## [Problem description]
Copy the part that opens with the line containing "Find and mark hairy" and closes with the line containing "[690,0,958,537]", swapping "forearm" for "arm" and leaving everything else unchanged.

## [Supplied data]
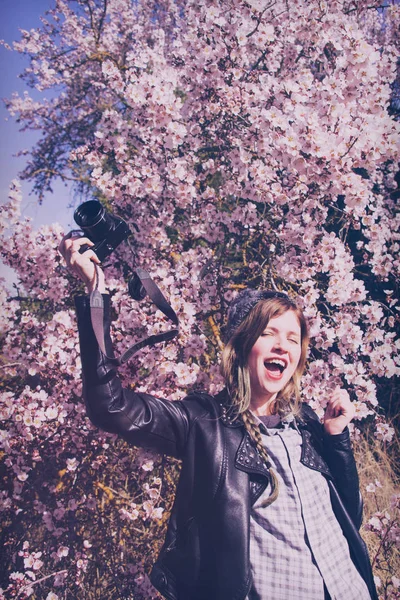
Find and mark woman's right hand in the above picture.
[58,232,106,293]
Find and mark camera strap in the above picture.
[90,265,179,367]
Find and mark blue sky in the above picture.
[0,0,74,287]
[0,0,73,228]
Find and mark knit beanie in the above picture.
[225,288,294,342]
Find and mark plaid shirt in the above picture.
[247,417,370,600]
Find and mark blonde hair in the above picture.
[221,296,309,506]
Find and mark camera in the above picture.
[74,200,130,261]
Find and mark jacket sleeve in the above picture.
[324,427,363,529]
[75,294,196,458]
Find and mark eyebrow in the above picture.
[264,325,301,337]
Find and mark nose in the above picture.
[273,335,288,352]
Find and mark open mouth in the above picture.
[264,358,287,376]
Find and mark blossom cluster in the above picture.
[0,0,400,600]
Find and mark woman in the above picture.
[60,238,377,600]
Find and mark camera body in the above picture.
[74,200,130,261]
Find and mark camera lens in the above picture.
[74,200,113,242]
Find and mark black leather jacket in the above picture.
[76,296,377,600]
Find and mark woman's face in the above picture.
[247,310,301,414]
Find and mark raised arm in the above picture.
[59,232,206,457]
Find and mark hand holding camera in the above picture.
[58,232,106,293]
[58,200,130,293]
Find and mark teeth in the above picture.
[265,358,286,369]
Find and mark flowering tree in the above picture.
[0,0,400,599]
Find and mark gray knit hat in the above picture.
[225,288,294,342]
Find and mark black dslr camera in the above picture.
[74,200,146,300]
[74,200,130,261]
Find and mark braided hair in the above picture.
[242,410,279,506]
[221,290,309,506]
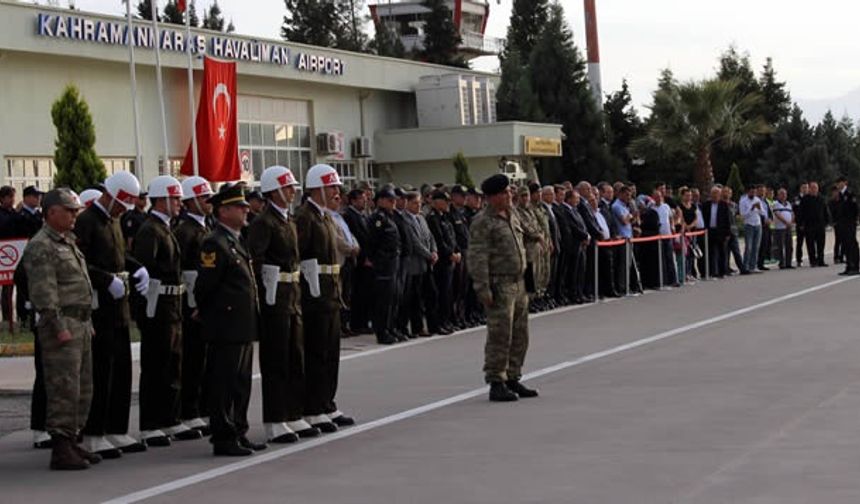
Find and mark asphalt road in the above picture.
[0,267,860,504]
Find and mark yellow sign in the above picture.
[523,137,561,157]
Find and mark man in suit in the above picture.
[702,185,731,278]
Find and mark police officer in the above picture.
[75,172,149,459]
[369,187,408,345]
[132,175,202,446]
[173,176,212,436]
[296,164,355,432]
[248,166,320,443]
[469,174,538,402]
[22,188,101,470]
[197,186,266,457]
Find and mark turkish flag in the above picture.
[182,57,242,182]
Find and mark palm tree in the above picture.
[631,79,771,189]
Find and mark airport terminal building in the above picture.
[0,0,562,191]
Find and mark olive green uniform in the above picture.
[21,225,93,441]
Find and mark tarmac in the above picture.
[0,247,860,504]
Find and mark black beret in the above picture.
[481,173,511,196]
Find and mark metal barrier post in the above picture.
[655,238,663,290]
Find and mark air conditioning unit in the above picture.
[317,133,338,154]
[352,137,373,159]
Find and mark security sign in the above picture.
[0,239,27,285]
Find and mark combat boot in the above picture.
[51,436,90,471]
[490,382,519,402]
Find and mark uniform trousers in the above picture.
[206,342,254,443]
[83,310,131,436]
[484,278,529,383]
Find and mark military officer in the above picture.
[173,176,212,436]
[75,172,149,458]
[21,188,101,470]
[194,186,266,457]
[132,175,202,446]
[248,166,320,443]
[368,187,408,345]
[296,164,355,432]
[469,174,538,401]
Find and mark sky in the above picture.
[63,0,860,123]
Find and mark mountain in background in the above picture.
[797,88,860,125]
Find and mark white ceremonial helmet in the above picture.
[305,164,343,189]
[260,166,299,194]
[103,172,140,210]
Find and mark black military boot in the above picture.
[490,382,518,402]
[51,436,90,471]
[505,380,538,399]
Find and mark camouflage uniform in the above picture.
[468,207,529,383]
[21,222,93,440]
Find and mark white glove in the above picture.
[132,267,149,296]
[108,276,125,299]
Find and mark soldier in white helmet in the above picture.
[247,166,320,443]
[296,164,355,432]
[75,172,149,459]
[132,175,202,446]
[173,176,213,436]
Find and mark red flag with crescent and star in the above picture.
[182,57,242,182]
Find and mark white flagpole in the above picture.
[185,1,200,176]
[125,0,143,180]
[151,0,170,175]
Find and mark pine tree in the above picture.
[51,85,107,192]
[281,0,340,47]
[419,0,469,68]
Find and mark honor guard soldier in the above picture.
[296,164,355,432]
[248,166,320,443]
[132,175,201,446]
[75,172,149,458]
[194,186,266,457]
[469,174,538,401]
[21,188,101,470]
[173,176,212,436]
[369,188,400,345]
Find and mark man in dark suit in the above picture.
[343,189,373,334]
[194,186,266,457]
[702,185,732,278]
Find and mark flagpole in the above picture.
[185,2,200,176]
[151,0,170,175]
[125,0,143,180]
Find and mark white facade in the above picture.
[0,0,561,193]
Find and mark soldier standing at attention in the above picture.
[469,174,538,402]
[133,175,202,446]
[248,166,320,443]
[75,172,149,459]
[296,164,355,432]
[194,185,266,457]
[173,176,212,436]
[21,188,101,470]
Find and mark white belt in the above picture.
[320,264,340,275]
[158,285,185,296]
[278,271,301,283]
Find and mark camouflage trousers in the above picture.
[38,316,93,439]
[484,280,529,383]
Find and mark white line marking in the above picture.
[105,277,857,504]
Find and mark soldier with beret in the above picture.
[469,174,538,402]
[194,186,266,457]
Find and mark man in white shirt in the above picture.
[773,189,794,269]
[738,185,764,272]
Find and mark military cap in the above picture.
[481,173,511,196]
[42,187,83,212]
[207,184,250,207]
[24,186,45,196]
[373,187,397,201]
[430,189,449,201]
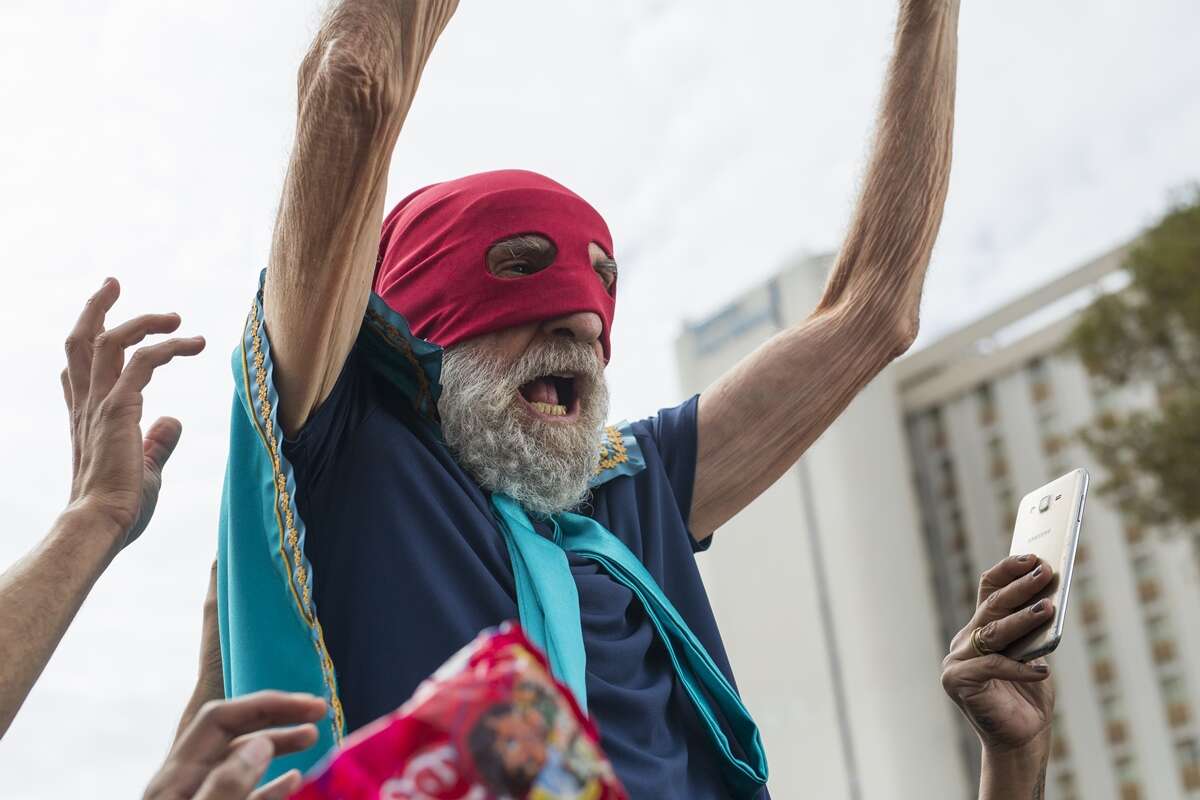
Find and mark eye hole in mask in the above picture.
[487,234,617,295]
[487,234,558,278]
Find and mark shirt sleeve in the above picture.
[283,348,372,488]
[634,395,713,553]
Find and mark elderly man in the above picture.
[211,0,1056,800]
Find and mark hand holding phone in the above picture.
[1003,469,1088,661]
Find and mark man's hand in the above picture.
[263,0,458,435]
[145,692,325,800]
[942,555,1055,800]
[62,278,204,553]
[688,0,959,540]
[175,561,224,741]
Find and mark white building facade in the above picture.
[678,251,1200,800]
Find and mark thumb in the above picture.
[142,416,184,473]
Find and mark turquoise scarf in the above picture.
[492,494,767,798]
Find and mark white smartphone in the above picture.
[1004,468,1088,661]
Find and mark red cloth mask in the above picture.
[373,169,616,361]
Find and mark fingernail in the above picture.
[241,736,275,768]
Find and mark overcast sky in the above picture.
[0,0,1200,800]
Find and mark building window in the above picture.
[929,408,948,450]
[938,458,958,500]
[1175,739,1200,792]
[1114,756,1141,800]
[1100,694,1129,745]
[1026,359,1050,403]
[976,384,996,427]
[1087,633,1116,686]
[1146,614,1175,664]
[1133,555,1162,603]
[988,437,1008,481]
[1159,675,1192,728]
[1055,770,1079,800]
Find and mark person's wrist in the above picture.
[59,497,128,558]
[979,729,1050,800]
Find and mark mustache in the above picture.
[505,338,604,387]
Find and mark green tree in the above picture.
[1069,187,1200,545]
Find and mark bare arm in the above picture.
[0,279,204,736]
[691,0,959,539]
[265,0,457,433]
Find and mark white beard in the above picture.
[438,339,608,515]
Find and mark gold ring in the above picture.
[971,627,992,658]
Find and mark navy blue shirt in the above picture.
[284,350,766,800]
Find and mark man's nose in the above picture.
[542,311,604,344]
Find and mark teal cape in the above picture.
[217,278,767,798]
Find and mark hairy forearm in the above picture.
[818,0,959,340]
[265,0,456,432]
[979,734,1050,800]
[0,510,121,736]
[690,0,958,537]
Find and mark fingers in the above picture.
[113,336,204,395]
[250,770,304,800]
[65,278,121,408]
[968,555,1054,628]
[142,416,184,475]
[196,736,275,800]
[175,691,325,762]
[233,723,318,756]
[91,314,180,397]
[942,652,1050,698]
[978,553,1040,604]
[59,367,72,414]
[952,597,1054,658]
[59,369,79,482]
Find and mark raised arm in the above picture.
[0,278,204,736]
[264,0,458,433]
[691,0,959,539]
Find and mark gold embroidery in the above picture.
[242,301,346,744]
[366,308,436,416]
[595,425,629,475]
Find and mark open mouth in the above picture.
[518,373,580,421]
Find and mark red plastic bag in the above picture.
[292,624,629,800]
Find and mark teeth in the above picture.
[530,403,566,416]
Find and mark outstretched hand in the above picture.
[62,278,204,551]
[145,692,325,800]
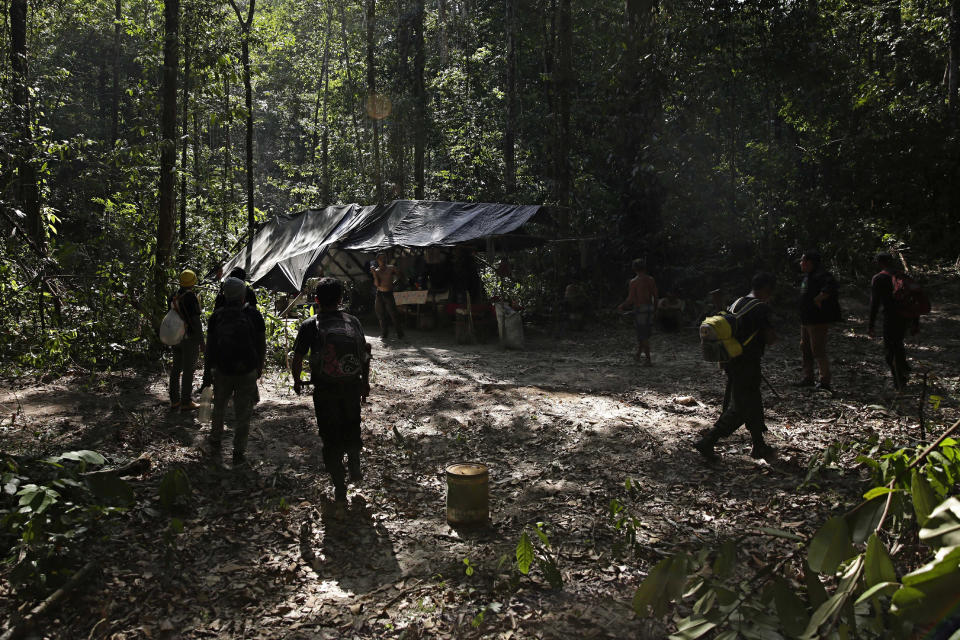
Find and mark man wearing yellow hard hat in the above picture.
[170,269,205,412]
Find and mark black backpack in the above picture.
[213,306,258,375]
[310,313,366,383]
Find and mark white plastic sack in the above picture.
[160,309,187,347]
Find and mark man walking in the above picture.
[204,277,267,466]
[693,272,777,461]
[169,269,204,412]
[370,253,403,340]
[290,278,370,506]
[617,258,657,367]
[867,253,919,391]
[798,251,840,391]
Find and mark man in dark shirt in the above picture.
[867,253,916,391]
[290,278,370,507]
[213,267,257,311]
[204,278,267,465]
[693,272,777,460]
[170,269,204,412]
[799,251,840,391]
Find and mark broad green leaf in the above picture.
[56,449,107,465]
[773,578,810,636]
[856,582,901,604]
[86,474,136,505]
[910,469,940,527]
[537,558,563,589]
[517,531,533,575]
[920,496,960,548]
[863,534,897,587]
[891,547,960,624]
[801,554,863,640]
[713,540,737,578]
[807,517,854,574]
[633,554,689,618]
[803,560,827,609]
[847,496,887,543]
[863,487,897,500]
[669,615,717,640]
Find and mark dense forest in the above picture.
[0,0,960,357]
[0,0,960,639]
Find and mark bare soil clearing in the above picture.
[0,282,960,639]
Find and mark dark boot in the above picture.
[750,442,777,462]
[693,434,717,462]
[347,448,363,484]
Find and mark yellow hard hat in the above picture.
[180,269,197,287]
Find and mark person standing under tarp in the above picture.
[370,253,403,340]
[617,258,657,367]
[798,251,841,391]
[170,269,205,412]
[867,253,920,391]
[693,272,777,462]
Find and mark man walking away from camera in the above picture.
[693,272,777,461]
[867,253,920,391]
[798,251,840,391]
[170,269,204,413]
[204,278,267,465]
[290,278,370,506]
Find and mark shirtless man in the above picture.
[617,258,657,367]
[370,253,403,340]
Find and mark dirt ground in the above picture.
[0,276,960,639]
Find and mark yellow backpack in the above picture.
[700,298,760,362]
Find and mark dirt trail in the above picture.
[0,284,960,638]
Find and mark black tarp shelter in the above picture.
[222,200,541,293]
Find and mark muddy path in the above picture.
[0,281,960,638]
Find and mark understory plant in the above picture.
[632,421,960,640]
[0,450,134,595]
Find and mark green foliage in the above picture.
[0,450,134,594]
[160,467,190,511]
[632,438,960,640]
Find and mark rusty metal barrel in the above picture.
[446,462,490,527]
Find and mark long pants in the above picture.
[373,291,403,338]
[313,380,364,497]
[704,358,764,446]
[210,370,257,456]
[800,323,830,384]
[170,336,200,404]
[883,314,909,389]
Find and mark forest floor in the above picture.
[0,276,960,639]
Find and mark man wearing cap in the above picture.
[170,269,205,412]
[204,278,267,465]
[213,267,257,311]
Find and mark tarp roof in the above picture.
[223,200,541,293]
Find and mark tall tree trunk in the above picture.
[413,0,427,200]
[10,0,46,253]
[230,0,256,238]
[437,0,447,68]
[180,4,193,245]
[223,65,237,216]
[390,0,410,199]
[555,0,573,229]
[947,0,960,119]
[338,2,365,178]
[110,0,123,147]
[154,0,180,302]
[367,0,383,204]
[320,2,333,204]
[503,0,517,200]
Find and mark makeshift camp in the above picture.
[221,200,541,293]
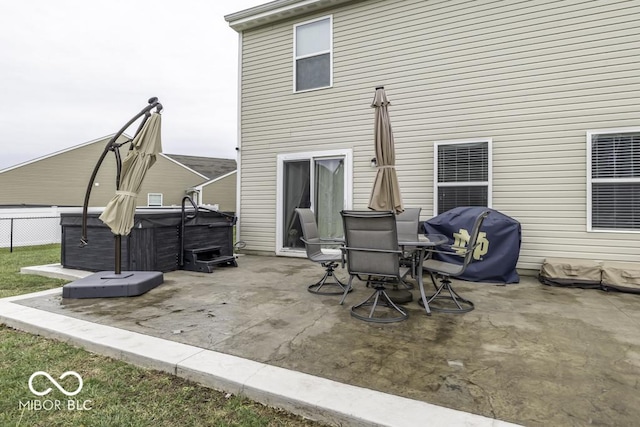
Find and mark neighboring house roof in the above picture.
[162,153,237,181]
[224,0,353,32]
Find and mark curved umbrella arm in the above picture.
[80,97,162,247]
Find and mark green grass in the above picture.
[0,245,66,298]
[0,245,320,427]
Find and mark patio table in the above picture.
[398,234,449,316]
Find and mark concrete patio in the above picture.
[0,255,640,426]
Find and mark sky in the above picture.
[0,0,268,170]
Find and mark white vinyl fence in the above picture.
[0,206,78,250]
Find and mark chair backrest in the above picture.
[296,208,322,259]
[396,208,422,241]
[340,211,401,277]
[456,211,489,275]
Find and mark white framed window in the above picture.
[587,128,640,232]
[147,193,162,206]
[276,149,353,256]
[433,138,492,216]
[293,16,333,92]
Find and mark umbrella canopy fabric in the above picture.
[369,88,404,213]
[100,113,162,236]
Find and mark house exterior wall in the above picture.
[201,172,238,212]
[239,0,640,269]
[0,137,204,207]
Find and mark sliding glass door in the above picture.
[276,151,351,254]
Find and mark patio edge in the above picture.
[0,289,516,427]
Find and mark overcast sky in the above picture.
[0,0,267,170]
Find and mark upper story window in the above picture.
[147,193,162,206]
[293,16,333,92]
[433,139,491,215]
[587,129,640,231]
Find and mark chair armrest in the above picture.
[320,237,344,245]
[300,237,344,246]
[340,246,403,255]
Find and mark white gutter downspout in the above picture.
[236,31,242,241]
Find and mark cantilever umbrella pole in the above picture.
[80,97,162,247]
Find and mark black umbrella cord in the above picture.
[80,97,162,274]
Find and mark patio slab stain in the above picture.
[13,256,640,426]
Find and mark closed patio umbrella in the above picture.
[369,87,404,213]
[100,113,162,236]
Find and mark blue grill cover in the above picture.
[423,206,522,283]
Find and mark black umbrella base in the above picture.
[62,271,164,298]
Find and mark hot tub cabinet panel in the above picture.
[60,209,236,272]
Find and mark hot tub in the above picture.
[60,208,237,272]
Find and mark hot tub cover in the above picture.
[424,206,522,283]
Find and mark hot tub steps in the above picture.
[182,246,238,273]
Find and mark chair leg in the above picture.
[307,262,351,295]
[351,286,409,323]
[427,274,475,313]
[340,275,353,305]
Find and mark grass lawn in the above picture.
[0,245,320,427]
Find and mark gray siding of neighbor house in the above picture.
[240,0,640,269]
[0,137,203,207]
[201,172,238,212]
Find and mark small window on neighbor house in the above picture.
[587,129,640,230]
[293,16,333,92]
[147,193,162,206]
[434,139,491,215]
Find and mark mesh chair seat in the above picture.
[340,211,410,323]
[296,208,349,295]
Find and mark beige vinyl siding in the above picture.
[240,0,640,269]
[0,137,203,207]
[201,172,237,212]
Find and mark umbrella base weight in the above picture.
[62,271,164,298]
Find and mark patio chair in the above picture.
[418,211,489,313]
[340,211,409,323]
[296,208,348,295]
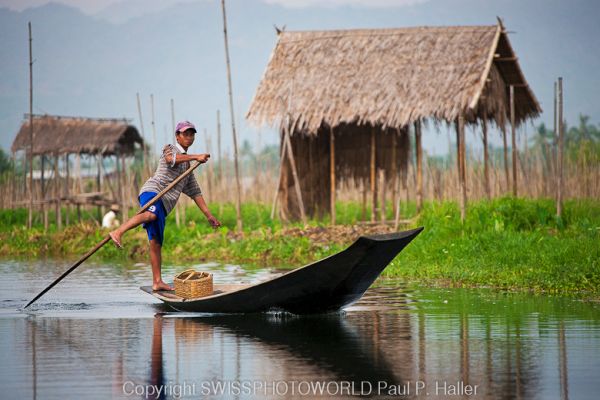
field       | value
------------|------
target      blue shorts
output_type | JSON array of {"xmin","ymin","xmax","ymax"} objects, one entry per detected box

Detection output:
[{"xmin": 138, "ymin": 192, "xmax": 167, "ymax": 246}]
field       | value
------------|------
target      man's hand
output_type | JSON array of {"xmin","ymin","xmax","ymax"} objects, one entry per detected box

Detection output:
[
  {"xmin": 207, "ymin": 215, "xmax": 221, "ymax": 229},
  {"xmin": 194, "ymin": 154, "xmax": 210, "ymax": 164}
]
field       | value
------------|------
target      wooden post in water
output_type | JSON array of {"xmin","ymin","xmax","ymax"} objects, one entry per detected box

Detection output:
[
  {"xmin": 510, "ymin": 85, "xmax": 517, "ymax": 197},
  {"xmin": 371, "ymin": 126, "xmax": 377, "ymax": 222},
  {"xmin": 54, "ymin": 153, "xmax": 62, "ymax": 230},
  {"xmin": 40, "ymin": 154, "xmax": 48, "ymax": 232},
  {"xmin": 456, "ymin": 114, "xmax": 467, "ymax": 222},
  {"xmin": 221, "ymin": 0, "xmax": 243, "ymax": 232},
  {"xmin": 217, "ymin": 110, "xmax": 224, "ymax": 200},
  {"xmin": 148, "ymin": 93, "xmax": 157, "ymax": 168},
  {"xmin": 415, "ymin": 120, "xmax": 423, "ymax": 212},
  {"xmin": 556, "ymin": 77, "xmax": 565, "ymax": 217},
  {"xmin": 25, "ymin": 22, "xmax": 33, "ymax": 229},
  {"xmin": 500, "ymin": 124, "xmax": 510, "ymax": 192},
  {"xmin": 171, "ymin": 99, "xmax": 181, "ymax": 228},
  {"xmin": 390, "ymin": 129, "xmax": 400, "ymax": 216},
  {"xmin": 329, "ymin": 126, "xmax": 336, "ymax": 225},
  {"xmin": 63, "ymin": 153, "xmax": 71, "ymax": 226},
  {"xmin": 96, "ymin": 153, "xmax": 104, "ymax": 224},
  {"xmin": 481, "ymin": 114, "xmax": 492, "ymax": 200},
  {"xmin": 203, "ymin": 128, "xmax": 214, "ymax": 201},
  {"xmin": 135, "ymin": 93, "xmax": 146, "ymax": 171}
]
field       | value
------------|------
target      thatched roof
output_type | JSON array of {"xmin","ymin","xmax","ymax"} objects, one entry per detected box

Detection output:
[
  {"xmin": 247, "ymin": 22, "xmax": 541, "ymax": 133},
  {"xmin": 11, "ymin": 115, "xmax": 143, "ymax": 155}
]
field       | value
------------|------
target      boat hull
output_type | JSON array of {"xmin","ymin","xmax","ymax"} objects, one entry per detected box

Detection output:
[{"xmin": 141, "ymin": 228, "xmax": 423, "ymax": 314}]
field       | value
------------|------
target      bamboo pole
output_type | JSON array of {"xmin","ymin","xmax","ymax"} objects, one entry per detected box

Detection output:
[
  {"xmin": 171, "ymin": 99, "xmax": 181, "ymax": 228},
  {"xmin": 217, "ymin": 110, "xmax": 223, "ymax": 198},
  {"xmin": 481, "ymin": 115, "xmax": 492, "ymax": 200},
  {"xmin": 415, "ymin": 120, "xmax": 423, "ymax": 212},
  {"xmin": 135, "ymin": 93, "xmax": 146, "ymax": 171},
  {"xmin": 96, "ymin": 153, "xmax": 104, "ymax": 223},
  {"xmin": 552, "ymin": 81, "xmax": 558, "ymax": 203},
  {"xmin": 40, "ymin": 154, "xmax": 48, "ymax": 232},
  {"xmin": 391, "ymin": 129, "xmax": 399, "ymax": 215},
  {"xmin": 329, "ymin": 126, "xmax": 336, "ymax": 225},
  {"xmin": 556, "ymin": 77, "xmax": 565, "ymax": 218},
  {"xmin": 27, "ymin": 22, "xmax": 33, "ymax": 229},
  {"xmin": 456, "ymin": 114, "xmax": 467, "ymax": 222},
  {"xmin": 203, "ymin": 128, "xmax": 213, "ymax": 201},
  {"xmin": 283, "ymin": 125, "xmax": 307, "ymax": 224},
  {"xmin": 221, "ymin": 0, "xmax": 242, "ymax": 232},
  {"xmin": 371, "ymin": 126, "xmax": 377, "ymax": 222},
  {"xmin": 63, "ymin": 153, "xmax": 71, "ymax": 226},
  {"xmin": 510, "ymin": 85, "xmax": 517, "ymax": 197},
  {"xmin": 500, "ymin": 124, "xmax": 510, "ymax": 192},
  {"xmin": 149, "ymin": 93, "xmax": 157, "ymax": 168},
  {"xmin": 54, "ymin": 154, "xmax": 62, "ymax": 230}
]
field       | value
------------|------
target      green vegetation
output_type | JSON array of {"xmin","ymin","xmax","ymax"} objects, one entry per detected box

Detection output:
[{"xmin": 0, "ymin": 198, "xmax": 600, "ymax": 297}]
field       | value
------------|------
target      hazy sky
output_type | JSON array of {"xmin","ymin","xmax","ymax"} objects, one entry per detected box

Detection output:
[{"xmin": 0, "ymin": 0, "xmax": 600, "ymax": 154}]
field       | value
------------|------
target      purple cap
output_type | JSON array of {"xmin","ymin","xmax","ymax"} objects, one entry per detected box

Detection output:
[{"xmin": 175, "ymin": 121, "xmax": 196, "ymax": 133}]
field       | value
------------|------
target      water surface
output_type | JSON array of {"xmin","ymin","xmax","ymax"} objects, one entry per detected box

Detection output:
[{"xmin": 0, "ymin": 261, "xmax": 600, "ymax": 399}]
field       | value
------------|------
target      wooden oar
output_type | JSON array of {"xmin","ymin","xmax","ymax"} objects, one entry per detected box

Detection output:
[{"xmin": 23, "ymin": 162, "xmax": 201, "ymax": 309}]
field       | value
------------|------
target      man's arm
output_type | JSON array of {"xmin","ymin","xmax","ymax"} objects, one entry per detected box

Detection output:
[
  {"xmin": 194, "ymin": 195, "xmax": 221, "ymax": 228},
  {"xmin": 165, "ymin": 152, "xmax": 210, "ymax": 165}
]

## [Response to the exercise]
Find and mark hairy arm in the above picture.
[818,0,959,340]
[265,0,456,432]
[979,734,1050,800]
[0,510,121,736]
[690,0,958,537]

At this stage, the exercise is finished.